**REQUEST**
Reproduce the listing below verbatim, keeping every line in its original order and form.
── DATA TO USE ──
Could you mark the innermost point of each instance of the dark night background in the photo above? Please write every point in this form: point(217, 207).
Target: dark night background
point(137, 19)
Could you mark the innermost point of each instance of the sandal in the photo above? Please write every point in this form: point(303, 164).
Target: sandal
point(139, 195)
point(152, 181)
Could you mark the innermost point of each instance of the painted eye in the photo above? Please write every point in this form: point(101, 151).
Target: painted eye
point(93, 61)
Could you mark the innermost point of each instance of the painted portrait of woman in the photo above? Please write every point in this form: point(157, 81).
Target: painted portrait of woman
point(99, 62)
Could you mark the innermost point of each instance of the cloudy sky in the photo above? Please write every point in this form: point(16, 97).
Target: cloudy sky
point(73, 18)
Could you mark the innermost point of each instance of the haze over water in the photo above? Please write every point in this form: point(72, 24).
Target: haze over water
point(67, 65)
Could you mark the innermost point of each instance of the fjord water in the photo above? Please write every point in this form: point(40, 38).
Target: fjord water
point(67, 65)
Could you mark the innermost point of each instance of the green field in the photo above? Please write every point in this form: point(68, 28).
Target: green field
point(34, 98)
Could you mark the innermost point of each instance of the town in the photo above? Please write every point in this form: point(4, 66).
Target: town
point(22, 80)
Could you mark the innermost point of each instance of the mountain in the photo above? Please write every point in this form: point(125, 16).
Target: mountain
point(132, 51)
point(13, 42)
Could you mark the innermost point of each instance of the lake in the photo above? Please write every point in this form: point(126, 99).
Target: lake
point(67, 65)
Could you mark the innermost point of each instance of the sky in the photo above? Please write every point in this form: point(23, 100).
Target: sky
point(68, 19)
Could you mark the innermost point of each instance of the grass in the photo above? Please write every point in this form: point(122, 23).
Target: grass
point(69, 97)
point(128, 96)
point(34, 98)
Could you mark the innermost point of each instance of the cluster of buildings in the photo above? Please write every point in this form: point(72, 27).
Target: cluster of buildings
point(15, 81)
───
**SOLUTION TO THIS EXERCISE**
Could you mark the innermost point of each instance of the dark night background in the photo above? Please write every point in this form: point(217, 207).
Target: dark night background
point(137, 19)
Could you mark the innermost point of each instance of the sandal in the photo above? Please write every point in this form: point(303, 164).
Target: sandal
point(139, 195)
point(152, 181)
Could you mark the innermost point of each instance of the painted eye in the photo above? Please write every point in this form: point(101, 151).
Target: painted eye
point(93, 61)
Could you mark the innermost point of each instance of the painted portrait of woman in the photo above? Please write every point in this form: point(157, 81).
Target: painted portrait of woman
point(99, 62)
Could you mark the innermost point of each instance of the cloudy sky in the photo above? Please write every point in this form: point(16, 97).
Target: cloudy sky
point(73, 18)
Could you mark the innermost point of each instance of the haze over water in the photo above? Please write every point in this form: point(72, 24).
Target: haze over water
point(67, 65)
Could you mark the innermost point of each instance of the fjord water in the photo above? Please write every point in this form: point(40, 38).
Target: fjord water
point(67, 65)
Could you mark the innermost point of each instance of the green field in the photo above? Please write every point in this form: point(68, 28).
Target: green field
point(34, 98)
Could you mark the innermost point of each instance of the town in the photo above? Please write every point in this form: point(4, 66).
Target: town
point(22, 80)
Could you mark the innermost point of each instance of the mountain in the photo above? Please write every point in this form: point(125, 16).
Target: mountain
point(132, 51)
point(13, 42)
Could you mark the innermost point of each instance of the lake in the photo above? Please write every point in this form: point(126, 99).
Target: lake
point(67, 65)
Could you mark the innermost point of each instance of the sky in the photo above? Please write every point in this form: point(23, 100).
Target: sky
point(68, 19)
Could you mark the innermost point of each instance of the grass in the photo above? Please write every point in this form: point(122, 23).
Target: grass
point(69, 97)
point(128, 96)
point(34, 98)
Could you mark the innermost point of each instance of the cluster of buildings in the photo above? Please write every point in this form: point(72, 27).
Target: cluster of buildings
point(15, 81)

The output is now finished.